Available records:
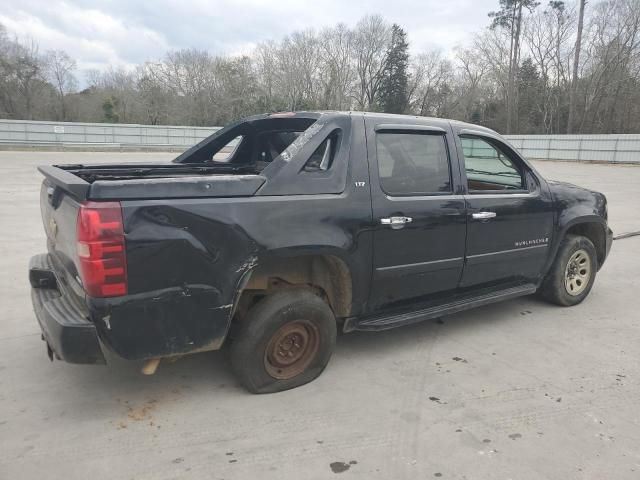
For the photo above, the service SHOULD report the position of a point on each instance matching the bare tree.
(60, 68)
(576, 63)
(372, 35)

--

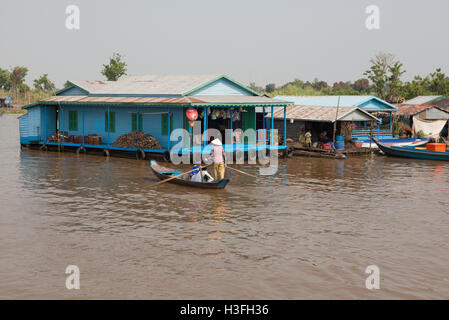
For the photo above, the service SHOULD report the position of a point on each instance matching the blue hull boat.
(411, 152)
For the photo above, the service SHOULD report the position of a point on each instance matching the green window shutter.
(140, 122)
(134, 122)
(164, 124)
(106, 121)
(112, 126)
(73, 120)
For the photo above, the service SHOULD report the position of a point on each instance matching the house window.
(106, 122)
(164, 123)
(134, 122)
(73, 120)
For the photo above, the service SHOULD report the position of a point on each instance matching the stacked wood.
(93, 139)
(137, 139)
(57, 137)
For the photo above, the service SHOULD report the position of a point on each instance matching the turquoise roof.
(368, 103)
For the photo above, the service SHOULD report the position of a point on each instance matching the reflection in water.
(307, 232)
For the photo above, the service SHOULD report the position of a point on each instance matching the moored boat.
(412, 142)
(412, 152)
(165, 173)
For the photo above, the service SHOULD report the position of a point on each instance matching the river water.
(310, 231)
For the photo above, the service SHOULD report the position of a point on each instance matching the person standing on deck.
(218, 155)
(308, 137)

--

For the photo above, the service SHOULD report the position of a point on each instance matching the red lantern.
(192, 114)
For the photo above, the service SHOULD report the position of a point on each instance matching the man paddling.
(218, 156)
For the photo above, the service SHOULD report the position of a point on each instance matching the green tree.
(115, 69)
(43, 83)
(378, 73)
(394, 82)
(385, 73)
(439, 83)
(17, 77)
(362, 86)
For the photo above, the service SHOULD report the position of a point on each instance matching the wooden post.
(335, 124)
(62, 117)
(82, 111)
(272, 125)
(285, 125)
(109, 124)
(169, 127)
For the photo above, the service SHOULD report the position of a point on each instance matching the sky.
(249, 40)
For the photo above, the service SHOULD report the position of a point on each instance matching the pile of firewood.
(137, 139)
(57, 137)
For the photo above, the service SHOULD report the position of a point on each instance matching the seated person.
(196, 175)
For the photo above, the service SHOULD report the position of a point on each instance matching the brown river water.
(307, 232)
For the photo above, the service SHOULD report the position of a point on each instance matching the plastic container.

Your objective: Identify each line in the items above that contains the string "window" and copy it in full. Matching is case-sensitive.

Reply:
For the photo above, the service SHOULD report the position of a point on each instance matching the green window shutter.
For the photo above, the service SHOULD report the position of a point on each instance matching the house window.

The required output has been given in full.